Resume the court decision in the North Kingstown zoning case, continuing it from its last sentence.

**READING TEXT:**
⁂
Superior Court of Rhode Island, Washington
Mar 7, 2023
No. WC-2021-0308 (R.I. Super. Mar. 7, 2023)

Opinion

WC-2021-0308

03-07-2023

RICKEY THOMPSON Plaintiff, v. TOWN OF NORTH KINGSTOWN ZONING BOARD OF APPEALS, RANDY WEITMAN, JOHN V. GIBBONS, JR., ROBERT O'NEILL, CYNTHIA WARREN, and CHRISTOPHER ZENGARI, in their capacities as members of the Zoning Board of Appeals, and TOWN OF NORTH KINGSTOWN PLANNING COMMISSION, and JAMES GRUNDY, ERIC WISHART, PATRICK ROACH, PAUL DION, TRACEY MCCUE and BOB JACKSON, in their capacities as members of the Planning Commission, and JAMM GOLF, LLC, MARK L. HAWKINS, JOSHUA L. HAWKINS, M L HAWK REAL ESTATE LLC Defendants.

For Plaintiff: Christopher A. D'Ovidio, Esq. For Defendant: Mark W. Freel, Esq. Alexandra G. Lancey, Esq. Nicholas J. Hemond, Esq.


For Plaintiff: Christopher A. D'Ovidio, Esq.

For Defendant: Mark W. Freel, Esq.

Alexandra G. Lancey, Esq.

Nicholas J. Hemond, Esq.

DECISION

TAFT-CARTER, J.

Before the Court for decision is Defendants' Motion for Summary Judgment relating to Count I of the Plaintiff's Complaint and the Plaintiff's Objection thereto. Jurisdiction is pursuant to G.L. 1956 § 45-23-71 and Rule 56 of the Superior Court Rules of Civil Procedure.
⁂
**Items from a data source:**
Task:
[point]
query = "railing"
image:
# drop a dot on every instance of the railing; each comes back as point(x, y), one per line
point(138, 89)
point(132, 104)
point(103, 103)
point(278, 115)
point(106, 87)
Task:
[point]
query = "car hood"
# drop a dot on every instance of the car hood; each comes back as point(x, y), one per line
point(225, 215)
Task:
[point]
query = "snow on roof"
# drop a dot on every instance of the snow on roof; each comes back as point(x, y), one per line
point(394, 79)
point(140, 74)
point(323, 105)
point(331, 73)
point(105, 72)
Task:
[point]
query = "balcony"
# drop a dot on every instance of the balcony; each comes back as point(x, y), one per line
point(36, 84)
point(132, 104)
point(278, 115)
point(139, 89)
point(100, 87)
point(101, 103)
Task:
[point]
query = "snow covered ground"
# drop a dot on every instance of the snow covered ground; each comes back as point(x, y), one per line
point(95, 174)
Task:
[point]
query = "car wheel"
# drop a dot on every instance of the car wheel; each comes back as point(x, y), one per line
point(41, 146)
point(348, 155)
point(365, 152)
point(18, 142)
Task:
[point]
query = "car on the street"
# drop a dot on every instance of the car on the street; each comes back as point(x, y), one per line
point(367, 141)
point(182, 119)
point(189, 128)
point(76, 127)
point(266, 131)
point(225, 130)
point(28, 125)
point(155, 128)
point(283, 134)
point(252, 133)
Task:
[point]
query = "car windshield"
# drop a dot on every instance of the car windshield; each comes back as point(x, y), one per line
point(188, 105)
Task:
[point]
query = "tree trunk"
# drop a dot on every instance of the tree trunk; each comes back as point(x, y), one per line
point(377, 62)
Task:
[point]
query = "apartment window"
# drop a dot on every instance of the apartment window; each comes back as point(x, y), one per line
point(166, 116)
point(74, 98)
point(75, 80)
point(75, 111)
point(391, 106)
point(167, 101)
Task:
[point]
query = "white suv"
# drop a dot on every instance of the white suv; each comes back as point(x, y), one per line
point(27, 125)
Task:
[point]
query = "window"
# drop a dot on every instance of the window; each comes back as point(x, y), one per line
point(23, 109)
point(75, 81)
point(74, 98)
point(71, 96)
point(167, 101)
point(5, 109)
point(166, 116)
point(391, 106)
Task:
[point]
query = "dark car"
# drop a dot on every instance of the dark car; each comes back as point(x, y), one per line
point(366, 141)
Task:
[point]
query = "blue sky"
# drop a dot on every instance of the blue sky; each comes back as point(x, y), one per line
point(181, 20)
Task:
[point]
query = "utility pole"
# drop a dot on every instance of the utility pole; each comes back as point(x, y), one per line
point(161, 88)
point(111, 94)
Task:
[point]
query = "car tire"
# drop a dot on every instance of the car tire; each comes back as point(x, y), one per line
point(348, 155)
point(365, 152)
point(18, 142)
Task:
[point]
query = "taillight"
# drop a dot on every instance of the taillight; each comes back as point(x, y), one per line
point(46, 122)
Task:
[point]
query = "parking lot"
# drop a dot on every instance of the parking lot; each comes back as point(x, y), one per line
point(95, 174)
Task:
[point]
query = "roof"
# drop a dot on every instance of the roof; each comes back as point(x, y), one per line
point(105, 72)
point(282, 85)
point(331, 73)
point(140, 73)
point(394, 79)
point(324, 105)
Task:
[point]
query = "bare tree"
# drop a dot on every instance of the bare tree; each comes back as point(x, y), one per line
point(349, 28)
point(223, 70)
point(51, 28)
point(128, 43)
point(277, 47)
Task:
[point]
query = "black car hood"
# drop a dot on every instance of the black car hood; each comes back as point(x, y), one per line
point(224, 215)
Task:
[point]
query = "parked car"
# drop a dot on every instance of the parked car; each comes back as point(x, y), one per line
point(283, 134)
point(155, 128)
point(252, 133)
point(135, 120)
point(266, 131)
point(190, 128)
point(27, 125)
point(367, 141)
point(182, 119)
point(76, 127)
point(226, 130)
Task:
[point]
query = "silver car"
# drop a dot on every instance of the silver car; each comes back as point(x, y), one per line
⁂
**RESPONSE:**
I

Facts and Travel

This is a zoning appeal pursuant to § 45-23-71. (Compl. ¶ 1.) Plaintiff is appealing a decision of the Town of North Kingstown Zoning Board of Appeals (hereinafter "Board of Appeals") which affirmed the Town of North Kingstown Planning Commission's (hereinafter "Planning Commission") final plan approval for a major land development project (hereinafter "the Project"). Id. The Project was challenged in this Court at the preliminary plan stage by the same Plaintiff. See Mem. Supp. Defs.' Mot. Summ. J. (Defs.' Mem.) Ex. C (Board of Appeals Final Plan Decision), at 2; Defs.' Mem. Ex. A (Superior Ct. Prelim. Plan Decision), at 1-2. This Court rendered its decision regarding Plaintiff's preliminary plan appeal on August 29, 2022. See Thompson v. Town of North Kingstown Zoning Board of Appeals, No. WC-2020-0268, 2022 WL 4017120 (R.I. Super. Aug. 29, 2022); see also Defs.' Mem. Ex. A (Superior Ct. Prelim. Plan Decision). This Court incorporates by reference its recounting of the facts from its previous decision and will supplement with additional facts as needed.

During the preliminary plan stage of the Project, the Planning Commission considered Defendants M L Hawk Real Estate LLC, Mark L. Hawkins, Joshua L. Hawkins, and JAMM Golf, LLC's (collectively the Applicant Defendants) preliminary plan application and approved it on April 9, 2020. (Compl. ¶¶ 30, 33.) Plaintiff appealed the preliminary plan decision to the Board of Appeals advancing six primary arguments. (Superior Ct. Prelim. Plan Decision 9-10.) Specifically, the Plaintiff appealed the decision to the Board of Appeals arguing:

"[1] that the Planning Commission could not make the required finding that 'the proposed development is in compliance with the standards and provisions of the municipality's zoning ordinance' because the Project does not comply with Ordinance 17-16 . . .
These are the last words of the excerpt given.